Records for the task:
^^^^^^^^
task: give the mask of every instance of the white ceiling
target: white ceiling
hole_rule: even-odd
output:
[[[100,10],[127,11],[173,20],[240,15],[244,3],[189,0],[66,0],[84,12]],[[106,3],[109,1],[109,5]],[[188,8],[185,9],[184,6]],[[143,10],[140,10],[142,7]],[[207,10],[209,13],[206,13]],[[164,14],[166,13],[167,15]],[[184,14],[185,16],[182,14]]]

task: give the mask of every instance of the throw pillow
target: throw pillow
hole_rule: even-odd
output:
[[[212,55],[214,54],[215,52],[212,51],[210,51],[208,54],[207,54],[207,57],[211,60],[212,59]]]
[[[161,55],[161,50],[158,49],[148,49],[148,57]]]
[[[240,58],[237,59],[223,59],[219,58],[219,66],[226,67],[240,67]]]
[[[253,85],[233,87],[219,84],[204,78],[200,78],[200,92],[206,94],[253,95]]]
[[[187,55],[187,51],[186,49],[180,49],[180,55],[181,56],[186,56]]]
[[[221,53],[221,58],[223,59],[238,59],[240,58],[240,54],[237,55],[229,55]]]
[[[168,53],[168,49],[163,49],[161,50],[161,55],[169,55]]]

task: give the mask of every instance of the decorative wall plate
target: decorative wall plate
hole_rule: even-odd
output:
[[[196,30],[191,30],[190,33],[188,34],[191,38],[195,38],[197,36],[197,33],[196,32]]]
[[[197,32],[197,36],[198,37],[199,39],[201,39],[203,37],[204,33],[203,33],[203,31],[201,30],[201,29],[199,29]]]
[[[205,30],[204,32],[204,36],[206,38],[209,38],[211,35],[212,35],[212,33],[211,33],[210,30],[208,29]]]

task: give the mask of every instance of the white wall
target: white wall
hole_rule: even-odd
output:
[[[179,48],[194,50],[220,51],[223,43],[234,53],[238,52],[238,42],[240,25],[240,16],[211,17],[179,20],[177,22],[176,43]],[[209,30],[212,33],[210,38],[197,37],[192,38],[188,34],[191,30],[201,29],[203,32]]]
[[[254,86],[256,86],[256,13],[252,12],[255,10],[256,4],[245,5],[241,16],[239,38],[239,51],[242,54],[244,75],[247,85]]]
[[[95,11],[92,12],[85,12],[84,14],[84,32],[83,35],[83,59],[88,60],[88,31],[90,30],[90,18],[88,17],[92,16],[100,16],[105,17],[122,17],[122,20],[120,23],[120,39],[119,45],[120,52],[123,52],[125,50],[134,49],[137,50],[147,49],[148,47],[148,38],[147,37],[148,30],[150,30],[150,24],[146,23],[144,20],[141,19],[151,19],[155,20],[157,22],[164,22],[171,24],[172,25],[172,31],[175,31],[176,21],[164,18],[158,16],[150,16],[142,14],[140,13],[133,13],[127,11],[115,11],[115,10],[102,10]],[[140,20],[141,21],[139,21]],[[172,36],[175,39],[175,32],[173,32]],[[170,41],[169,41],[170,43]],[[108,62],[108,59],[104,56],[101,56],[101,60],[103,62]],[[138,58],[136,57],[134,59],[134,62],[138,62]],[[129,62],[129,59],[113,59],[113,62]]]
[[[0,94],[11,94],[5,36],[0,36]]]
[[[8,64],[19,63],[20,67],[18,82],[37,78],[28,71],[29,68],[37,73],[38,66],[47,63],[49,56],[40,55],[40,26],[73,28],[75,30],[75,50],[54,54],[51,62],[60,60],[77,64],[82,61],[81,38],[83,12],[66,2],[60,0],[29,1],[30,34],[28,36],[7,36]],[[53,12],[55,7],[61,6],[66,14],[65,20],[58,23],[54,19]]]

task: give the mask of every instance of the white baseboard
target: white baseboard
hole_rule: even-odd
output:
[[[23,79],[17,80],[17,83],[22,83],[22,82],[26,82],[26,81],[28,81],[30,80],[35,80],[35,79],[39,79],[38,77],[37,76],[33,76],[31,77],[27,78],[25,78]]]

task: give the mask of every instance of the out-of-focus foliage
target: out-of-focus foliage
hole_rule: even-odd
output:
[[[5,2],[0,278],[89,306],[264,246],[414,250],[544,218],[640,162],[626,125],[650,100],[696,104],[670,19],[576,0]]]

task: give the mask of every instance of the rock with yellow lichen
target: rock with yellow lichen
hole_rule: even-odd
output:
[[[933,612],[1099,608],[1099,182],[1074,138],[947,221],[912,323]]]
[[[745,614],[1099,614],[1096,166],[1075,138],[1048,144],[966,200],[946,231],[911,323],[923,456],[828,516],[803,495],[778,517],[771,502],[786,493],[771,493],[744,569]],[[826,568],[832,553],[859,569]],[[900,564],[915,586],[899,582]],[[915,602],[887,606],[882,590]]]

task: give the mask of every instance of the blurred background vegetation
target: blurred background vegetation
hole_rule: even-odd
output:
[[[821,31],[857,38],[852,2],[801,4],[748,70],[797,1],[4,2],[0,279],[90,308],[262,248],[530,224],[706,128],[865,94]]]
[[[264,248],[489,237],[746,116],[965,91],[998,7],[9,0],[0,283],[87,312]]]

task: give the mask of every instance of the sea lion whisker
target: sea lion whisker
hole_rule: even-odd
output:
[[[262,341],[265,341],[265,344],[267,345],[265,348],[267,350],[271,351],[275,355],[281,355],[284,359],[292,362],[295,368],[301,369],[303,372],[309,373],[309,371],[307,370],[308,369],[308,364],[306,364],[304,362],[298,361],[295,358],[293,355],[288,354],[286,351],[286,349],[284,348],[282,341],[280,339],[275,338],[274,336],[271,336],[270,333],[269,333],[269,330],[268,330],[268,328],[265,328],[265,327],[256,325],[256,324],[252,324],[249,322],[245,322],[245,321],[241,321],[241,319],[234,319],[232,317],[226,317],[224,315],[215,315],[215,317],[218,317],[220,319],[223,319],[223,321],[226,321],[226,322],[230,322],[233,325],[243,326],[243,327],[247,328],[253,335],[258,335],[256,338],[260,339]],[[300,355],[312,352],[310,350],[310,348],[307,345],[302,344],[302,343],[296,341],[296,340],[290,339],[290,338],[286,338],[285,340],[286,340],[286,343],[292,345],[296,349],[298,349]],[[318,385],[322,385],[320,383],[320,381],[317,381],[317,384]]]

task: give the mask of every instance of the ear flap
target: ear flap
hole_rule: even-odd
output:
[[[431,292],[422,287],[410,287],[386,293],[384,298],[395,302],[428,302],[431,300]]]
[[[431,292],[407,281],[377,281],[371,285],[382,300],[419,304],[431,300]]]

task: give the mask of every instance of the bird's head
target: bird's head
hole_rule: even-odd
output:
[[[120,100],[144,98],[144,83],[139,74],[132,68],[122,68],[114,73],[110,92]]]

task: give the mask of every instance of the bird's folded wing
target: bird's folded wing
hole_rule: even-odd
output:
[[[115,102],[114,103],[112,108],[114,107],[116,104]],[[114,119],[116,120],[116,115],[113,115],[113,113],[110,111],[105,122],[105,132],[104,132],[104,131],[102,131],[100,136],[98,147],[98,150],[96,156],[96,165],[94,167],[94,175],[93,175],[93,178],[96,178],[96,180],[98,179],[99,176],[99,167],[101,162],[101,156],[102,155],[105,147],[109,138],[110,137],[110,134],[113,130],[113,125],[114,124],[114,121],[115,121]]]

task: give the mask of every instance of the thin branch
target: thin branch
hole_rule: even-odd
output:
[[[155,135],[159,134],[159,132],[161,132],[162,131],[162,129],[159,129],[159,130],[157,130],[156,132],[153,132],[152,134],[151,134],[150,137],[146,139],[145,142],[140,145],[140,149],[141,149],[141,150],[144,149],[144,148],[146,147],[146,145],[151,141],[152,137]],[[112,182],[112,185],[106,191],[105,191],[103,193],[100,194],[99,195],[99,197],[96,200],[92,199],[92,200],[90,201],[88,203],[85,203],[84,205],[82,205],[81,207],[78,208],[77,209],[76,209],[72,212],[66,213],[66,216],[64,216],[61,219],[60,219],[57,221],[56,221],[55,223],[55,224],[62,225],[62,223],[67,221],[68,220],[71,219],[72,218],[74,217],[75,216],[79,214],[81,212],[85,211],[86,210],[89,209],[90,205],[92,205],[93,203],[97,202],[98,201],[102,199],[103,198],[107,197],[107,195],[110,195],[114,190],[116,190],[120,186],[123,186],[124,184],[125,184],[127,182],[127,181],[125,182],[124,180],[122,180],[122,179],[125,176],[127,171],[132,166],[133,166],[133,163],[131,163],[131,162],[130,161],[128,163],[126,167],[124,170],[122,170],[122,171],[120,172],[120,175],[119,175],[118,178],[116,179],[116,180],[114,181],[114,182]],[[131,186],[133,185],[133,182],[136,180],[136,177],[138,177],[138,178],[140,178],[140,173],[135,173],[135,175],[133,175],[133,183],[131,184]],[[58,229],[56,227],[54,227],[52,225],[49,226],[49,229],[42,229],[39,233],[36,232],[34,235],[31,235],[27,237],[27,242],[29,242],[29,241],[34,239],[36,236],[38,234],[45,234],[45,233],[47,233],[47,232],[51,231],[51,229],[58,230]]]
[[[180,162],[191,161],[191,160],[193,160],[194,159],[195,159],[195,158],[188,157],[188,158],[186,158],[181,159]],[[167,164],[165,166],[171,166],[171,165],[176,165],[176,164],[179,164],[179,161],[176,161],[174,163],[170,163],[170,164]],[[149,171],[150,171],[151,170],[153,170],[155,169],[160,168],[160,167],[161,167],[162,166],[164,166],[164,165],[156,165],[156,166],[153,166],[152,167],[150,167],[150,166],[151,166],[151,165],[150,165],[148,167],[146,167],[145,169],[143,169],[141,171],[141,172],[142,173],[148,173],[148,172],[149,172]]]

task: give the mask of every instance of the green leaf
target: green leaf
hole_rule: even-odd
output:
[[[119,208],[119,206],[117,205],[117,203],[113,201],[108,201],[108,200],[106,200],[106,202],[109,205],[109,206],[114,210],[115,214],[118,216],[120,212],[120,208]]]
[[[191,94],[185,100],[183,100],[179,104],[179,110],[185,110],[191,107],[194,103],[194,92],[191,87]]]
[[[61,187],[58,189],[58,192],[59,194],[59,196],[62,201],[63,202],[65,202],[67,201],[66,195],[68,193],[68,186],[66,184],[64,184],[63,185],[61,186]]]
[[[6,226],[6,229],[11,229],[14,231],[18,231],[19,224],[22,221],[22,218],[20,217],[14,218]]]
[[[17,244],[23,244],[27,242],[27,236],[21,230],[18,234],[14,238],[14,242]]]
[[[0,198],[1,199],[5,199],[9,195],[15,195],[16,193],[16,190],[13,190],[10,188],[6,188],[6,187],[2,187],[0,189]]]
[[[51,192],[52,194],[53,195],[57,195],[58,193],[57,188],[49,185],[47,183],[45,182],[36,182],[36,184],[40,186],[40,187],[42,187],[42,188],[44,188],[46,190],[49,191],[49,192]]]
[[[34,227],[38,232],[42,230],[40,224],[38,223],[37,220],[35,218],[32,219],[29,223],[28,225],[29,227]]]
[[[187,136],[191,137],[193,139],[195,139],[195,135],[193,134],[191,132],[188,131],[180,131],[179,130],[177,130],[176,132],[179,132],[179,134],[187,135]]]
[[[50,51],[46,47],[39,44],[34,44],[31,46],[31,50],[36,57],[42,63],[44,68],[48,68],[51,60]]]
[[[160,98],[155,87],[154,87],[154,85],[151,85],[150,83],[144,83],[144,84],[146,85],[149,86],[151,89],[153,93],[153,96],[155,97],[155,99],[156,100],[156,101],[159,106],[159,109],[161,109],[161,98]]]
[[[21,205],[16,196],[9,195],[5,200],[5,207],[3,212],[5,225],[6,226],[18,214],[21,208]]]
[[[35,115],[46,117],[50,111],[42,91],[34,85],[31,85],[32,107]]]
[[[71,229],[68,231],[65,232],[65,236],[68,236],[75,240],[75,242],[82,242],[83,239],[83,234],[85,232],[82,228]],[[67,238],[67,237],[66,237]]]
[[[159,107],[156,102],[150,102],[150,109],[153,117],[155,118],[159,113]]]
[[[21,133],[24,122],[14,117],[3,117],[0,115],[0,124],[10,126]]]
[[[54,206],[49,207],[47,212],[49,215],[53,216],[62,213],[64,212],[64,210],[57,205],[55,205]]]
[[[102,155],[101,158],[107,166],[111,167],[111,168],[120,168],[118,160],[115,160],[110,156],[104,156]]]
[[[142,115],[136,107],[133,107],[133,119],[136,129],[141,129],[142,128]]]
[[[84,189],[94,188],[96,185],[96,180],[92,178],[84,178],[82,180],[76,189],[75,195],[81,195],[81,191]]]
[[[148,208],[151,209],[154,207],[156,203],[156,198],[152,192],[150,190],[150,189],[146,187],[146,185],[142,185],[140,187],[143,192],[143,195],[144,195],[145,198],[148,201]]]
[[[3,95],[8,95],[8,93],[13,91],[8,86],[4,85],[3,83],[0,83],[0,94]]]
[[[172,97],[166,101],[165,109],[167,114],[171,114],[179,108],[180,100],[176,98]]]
^^^^^^^^
Given request: Turn the rows from the line with "task: give the mask of every instance of the white wall" to the line with "[[[0,94],[11,94],[5,36],[0,36]]]", both included, into a numbered list with one line per item and no blank lines.

Task output:
1. task: give the mask of every instance of the white wall
2. target: white wall
3. hole_rule: even-odd
4. output:
5. [[[179,48],[194,50],[220,51],[223,43],[234,53],[238,52],[238,42],[240,25],[240,16],[211,17],[179,20],[177,22],[176,43]],[[209,30],[212,33],[210,38],[197,37],[192,38],[188,34],[191,30],[201,29],[203,32]]]
6. [[[254,86],[256,86],[256,13],[252,12],[255,10],[256,4],[245,5],[241,16],[239,38],[239,51],[242,54],[244,75],[247,85]]]
7. [[[95,11],[92,12],[85,12],[84,14],[84,32],[83,35],[83,59],[88,60],[88,31],[90,30],[90,18],[88,17],[92,16],[100,16],[105,17],[122,17],[122,20],[120,23],[120,39],[119,45],[120,52],[123,52],[125,50],[134,49],[137,50],[147,49],[148,47],[148,38],[147,37],[148,30],[150,30],[150,24],[146,23],[144,20],[141,19],[151,19],[155,20],[157,22],[164,22],[171,24],[172,25],[172,31],[175,31],[176,21],[164,18],[158,16],[150,16],[142,14],[140,13],[133,13],[127,11],[115,11],[115,10],[102,10]],[[140,20],[141,21],[139,21]],[[172,36],[175,39],[175,32],[173,32]],[[170,41],[169,41],[170,43]],[[108,62],[108,59],[104,56],[101,56],[101,60],[103,62]],[[138,58],[136,57],[134,59],[134,62],[138,62]],[[129,62],[129,59],[113,59],[113,62]]]
8. [[[0,94],[11,94],[5,36],[0,36]]]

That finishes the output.